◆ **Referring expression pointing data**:

____

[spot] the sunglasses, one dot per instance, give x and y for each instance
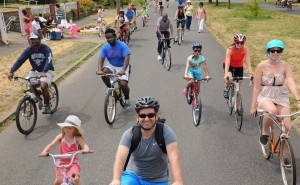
(150, 115)
(276, 50)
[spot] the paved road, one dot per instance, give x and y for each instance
(214, 153)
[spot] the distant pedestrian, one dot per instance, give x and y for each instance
(27, 23)
(189, 14)
(201, 16)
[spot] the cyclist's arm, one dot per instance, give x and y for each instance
(48, 59)
(227, 62)
(51, 145)
(121, 156)
(291, 82)
(173, 155)
(206, 69)
(248, 61)
(256, 87)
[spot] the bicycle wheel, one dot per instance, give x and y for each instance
(168, 59)
(179, 36)
(270, 135)
(110, 107)
(26, 115)
(230, 101)
(122, 99)
(239, 113)
(163, 55)
(54, 97)
(287, 162)
(197, 110)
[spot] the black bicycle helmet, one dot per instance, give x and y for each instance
(146, 102)
(197, 45)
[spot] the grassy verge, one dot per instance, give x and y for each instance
(224, 23)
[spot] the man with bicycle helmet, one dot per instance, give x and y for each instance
(269, 91)
(193, 66)
(147, 152)
(234, 62)
(118, 56)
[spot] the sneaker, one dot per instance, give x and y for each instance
(225, 94)
(185, 92)
(47, 110)
(159, 58)
(127, 104)
(263, 140)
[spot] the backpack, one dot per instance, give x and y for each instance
(137, 135)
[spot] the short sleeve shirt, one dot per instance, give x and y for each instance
(148, 161)
(115, 54)
(196, 63)
(121, 20)
(163, 26)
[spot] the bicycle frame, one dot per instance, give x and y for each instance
(281, 126)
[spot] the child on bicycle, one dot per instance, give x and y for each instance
(193, 67)
(70, 140)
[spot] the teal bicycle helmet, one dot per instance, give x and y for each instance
(274, 44)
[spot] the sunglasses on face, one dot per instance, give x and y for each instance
(241, 43)
(150, 115)
(276, 50)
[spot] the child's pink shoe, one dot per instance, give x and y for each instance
(184, 92)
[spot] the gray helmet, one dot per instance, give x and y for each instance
(146, 102)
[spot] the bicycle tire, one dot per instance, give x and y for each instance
(230, 99)
(110, 108)
(168, 59)
(287, 155)
(54, 97)
(239, 117)
(260, 123)
(163, 55)
(197, 110)
(28, 116)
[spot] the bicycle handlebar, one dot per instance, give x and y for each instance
(277, 115)
(66, 156)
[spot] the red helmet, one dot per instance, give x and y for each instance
(239, 38)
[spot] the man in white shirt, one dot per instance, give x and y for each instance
(37, 28)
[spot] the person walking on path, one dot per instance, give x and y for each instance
(149, 164)
(201, 16)
(189, 14)
(27, 23)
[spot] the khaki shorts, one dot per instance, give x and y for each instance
(48, 79)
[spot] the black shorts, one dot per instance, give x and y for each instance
(236, 71)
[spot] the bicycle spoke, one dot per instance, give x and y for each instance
(287, 163)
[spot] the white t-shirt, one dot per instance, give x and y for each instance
(121, 20)
(36, 26)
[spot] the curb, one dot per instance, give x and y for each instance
(58, 77)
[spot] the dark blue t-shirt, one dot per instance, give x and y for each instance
(115, 54)
(40, 60)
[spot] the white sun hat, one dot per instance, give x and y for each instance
(72, 121)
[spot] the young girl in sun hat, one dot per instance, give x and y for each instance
(71, 140)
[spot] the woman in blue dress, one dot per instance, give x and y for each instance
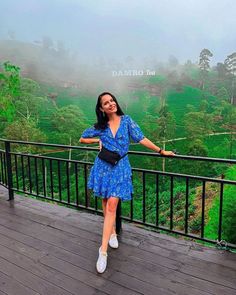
(113, 131)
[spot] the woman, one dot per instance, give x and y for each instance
(113, 131)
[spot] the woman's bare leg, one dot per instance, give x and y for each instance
(104, 204)
(109, 220)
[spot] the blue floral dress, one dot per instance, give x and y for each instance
(114, 181)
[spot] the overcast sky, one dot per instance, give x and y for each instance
(121, 28)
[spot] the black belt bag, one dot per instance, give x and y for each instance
(110, 157)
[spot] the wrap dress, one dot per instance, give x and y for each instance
(114, 181)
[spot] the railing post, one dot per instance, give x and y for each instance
(118, 218)
(9, 171)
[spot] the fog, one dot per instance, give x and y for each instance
(126, 35)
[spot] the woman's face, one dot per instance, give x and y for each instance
(108, 105)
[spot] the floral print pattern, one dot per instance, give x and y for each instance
(114, 181)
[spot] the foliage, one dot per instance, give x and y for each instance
(228, 215)
(68, 123)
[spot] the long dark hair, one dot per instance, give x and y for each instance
(102, 118)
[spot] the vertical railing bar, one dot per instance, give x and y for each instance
(76, 184)
(9, 170)
(59, 178)
(51, 179)
(44, 178)
(220, 211)
(157, 199)
(171, 201)
(16, 167)
(186, 205)
(36, 175)
(144, 197)
(5, 169)
(203, 208)
(85, 185)
(2, 174)
(68, 182)
(22, 172)
(132, 204)
(29, 171)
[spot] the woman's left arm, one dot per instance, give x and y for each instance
(150, 145)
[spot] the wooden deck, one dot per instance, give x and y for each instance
(49, 249)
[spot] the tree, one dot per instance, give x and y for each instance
(166, 127)
(230, 63)
(9, 89)
(68, 123)
(29, 103)
(25, 130)
(204, 65)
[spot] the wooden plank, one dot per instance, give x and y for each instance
(166, 264)
(58, 277)
(10, 286)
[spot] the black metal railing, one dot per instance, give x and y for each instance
(65, 181)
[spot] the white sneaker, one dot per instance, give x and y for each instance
(113, 242)
(101, 262)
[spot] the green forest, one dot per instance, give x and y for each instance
(188, 108)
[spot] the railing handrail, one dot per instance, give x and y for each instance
(153, 154)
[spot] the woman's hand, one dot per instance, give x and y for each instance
(167, 153)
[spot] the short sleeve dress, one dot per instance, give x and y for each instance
(114, 181)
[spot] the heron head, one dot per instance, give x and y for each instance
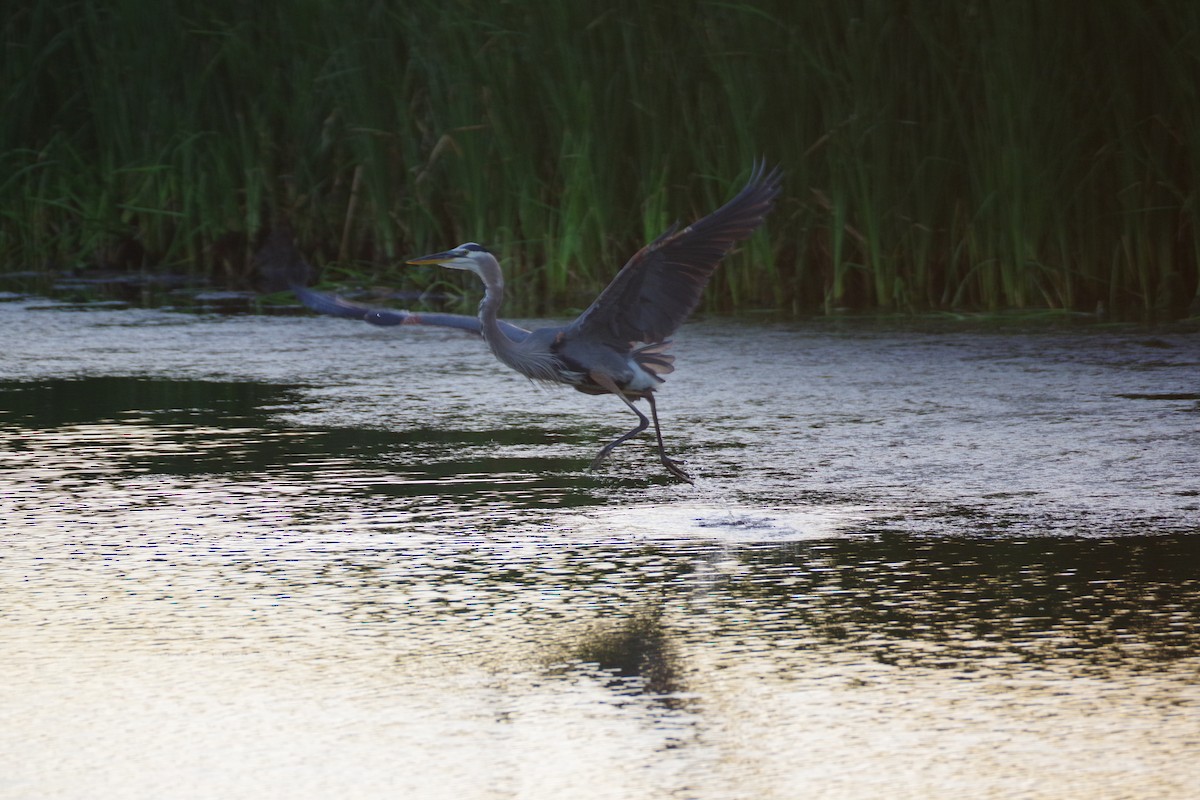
(468, 256)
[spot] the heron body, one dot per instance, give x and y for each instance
(617, 346)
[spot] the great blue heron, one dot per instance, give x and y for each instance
(617, 346)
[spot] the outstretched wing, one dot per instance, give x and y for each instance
(661, 284)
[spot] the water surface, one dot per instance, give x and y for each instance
(299, 557)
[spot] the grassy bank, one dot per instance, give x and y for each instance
(988, 155)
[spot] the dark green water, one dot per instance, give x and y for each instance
(297, 557)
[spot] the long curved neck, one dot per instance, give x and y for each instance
(489, 307)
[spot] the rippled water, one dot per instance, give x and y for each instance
(298, 557)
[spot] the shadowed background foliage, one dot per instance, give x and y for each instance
(993, 154)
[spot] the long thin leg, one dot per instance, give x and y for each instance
(642, 422)
(670, 463)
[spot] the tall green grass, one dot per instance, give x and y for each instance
(988, 155)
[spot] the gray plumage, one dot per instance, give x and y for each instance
(617, 346)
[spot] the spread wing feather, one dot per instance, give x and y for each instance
(657, 290)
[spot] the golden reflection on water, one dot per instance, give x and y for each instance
(209, 595)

____

◆ **PROBLEM TO SOLVE**:
Without any of the pictures, set the entries down again exactly as written.

◆ **THE COMPLETED TASK**:
[spot] the sunglasses, one dot per instance, give x and y for each instance
(150, 115)
(276, 50)
[spot] the paved road, one dot per instance, give x and y for each instance
(214, 153)
[spot] the distant pedestrian, one dot per instance, give x and y for each instance
(27, 23)
(189, 14)
(201, 16)
[spot] the cyclist's arm, one dot per instance, give x and y for each instance
(48, 59)
(227, 62)
(51, 145)
(121, 156)
(291, 82)
(173, 155)
(206, 69)
(248, 61)
(256, 87)
[spot] the bicycle wheel, one dot per instance, give x and y for each instance
(168, 59)
(179, 36)
(270, 135)
(110, 107)
(26, 115)
(230, 101)
(122, 99)
(239, 113)
(163, 55)
(54, 97)
(287, 162)
(197, 110)
[spot] the black bicycle helmet, one dot per instance, give x and y for each instance
(146, 102)
(197, 45)
[spot] the grassy verge, one dot per instance, give x and y for each instance
(224, 23)
[spot] the man with bicycle helmet, one dot per instance, give x and y for each instance
(269, 91)
(193, 66)
(147, 152)
(234, 62)
(118, 56)
[spot] the sneaker, one dot per instance, give x and y for each instance
(225, 94)
(185, 92)
(47, 110)
(159, 58)
(127, 104)
(263, 140)
[spot] the backpack, one dot per instance, give x and y for each instance
(137, 135)
[spot] the short sleeve shirt, one dot per instance, give x and y for each instance
(148, 161)
(115, 54)
(196, 63)
(121, 20)
(163, 26)
[spot] the bicycle frame, one dot per instance, give x and y for each instance
(281, 126)
[spot] the child on bicycle, one dot per instance, give x and y for each instance
(193, 67)
(70, 140)
[spot] the teal bicycle helmet, one dot per instance, give x and y for each instance
(274, 44)
[spot] the sunglasses on face, one dot per instance, give x and y for each instance
(241, 43)
(150, 115)
(276, 50)
[spot] the child's pink shoe, one dot per instance, give x and y for each instance
(184, 92)
[spot] the gray helmet, one dot per instance, give x and y for each instance
(146, 102)
[spot] the bicycle tire, one dot per instance, give x and y for each instance
(230, 99)
(110, 108)
(168, 59)
(287, 155)
(54, 97)
(239, 117)
(260, 123)
(163, 55)
(197, 110)
(28, 116)
[spot] the bicycle handlebar, one dot per instance, give x and y for each instance
(277, 115)
(66, 156)
[spot] the red helmet, one dot per instance, give x and y for each instance
(239, 38)
[spot] the man in white shirt, one dot per instance, give x and y for each instance
(37, 28)
[spot] the person walking on path, one dot per instance, give x and y for each instance
(149, 164)
(201, 16)
(189, 14)
(27, 23)
[spot] the khaki shorts, one dot per instance, give x and y for each instance
(48, 79)
[spot] the black shorts, one dot per instance, give x and y for each instance
(236, 71)
[spot] the bicycle spoke, one dot per instance, give x and y for each instance
(287, 163)
[spot] the white t-shirt, one dot per instance, give x and y for each instance
(121, 20)
(36, 26)
[spot] the curb, one dot per instance, give x and y for each instance
(58, 77)
[spot] the dark blue t-shirt, one dot per instance, give x and y for each instance
(115, 54)
(40, 60)
[spot] the white sun hat, one dot per instance, give x and y for each instance
(72, 121)
[spot] the young girl in sun hat, one dot per instance, give x and y for each instance
(71, 140)
[spot] the woman in blue dress, one dot per instance, give x and y for each instance
(113, 131)
[spot] the woman, one dot per instance, give x and y for each instance
(113, 131)
[spot] the woman's bare leg, one dot per instance, give x and y for each instance
(104, 204)
(109, 220)
[spot] the blue floral dress, one dot per instance, give x and y for each instance
(114, 181)
[spot] the overcast sky, one dot per instance, give x and y for each instance
(121, 28)
[spot] the black belt bag, one dot per instance, give x and y for each instance
(110, 157)
[spot] the wrap dress, one dot per instance, give x and y for each instance
(114, 181)
[spot] the railing post, one dot per instance, give x and y for each instance
(118, 218)
(9, 171)
[spot] the fog, one dot per instance, give x and y for each instance
(126, 35)
[spot] the woman's face, one dot per instance, give x and y for each instance
(108, 105)
[spot] the floral print pattern, one dot per instance, give x and y for each instance
(114, 181)
[spot] the foliage, one dot per instance, give x and y for each instance
(228, 215)
(68, 123)
[spot] the long dark hair, one dot per instance, give x and y for each instance
(102, 118)
[spot] the vertical railing bar, one dot per instance, give x and y for each instance
(76, 184)
(9, 170)
(59, 178)
(51, 179)
(44, 178)
(220, 211)
(157, 199)
(171, 201)
(16, 167)
(186, 205)
(36, 175)
(144, 197)
(5, 169)
(203, 208)
(85, 185)
(2, 174)
(68, 182)
(22, 172)
(132, 204)
(29, 171)
[spot] the woman's left arm, one dot per instance, give x and y for each instance
(150, 145)
[spot] the wooden deck, one dot per instance, give x and y for each instance
(49, 249)
[spot] the tree, one dot per instance, give x and y for each instance
(166, 127)
(230, 63)
(9, 89)
(68, 123)
(29, 103)
(25, 130)
(204, 65)
[spot] the wooden plank, one dot per instance, give x and y for each instance
(166, 264)
(58, 277)
(10, 286)
[spot] the black metal railing, one dot per instance, give x and y for each instance
(65, 181)
[spot] the white sneaker, one dot per instance, give x and y for each instance
(113, 242)
(101, 262)
[spot] the green forest, one dot per instance, give x and y for each instance
(188, 108)
[spot] the railing handrail, one dot per instance, give x and y for each instance
(153, 154)
[spot] the woman's hand, one dot per instance, give x and y for each instance
(167, 153)
[spot] the short sleeve dress, one dot per instance, give x and y for each instance
(114, 181)
[spot] the heron head, one dot per instance, give x and y for each instance
(468, 256)
[spot] the heron body, one dot per instance, give x and y for each instance
(617, 346)
[spot] the great blue heron, one dot per instance, give x and y for each instance
(617, 346)
[spot] the outstretched wing, one dot per instance, give x and y for each instance
(661, 284)
[spot] the water surface, one dot per instance, give x and y for each instance
(299, 557)
[spot] the grassy bank, one dot per instance, give x and y for each instance
(988, 155)
[spot] the dark green water, one dot per instance, give x and y for each instance
(297, 557)
[spot] the long curved neck, one dot per instance, give x and y for each instance
(489, 307)
[spot] the rippled water, one dot per instance, give x and y for each instance
(298, 557)
[spot] the shadowed background foliage, one dot per instance, give x and y for each instance
(993, 154)
[spot] the long thin leg, one dot per instance, give x and y for each instance
(642, 422)
(670, 463)
[spot] the tall green grass, one dot per instance, give x and y for each instance
(988, 155)
[spot] the gray plumage, one dot per instance, give x and y for each instance
(617, 346)
[spot] the spread wing feather, one dot per instance, give x and y for each instance
(657, 290)
[spot] the golden reflection on water, one dot per instance, give x and y for each instance
(209, 595)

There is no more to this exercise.